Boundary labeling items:
____________

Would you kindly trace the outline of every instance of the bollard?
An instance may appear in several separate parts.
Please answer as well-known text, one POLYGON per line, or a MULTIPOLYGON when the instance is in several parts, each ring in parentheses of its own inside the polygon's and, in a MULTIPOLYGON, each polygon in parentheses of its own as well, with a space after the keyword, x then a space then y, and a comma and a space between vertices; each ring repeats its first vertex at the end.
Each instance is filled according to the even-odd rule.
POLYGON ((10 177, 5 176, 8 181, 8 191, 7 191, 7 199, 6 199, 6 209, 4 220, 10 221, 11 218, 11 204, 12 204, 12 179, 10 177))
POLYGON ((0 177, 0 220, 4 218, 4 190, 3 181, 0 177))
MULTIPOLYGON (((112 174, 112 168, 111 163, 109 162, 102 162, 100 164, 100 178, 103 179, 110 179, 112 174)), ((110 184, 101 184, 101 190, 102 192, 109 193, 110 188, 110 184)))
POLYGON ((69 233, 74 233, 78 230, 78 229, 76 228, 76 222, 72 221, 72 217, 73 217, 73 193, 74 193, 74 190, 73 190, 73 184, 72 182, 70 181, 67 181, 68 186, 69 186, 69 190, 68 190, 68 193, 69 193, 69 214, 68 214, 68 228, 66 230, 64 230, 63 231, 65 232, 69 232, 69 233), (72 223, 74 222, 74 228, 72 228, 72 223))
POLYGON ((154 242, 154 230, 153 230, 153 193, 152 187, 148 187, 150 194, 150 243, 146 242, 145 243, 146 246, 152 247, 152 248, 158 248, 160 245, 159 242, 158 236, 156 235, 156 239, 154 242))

____________

Given task:
Repeat the entries shown above, every one, word for word.

Answer to this problem:
Would you kindly trace the outline of every instance of the bollard?
An instance may appear in several separate parts.
Please answer as well-known text, one POLYGON per line, or a MULTIPOLYGON when the instance is in several parts, each ring in parentheses of its own inside the polygon's and, in a MULTIPOLYGON, each polygon in parentheses of its own as well, with a space after the keyword, x then a space then y, and a comma and a space between vertices; each ring repeats its first vertex at the end.
Each instance is filled according to the even-odd rule.
POLYGON ((10 177, 5 176, 8 181, 8 191, 7 191, 7 199, 6 199, 6 209, 4 220, 10 221, 11 218, 11 204, 12 204, 12 179, 10 177))
POLYGON ((0 177, 0 220, 4 218, 4 190, 3 181, 0 177))
MULTIPOLYGON (((112 174, 112 168, 111 163, 109 162, 102 162, 100 164, 100 178, 103 179, 110 179, 112 174)), ((110 184, 101 184, 101 190, 102 192, 109 193, 110 188, 110 184)))
POLYGON ((69 233, 74 233, 78 230, 78 229, 76 228, 76 222, 72 221, 72 217, 73 217, 73 193, 74 193, 74 190, 73 190, 73 184, 72 182, 70 181, 67 181, 68 186, 69 186, 69 190, 68 190, 68 193, 69 193, 69 214, 68 214, 68 228, 66 230, 64 230, 63 231, 65 232, 69 232, 69 233), (72 223, 74 222, 74 228, 72 228, 72 223))
POLYGON ((154 242, 154 230, 153 230, 153 193, 152 187, 148 187, 150 194, 150 243, 146 242, 145 243, 146 246, 152 247, 152 248, 158 248, 160 245, 159 242, 158 236, 156 235, 156 239, 154 242))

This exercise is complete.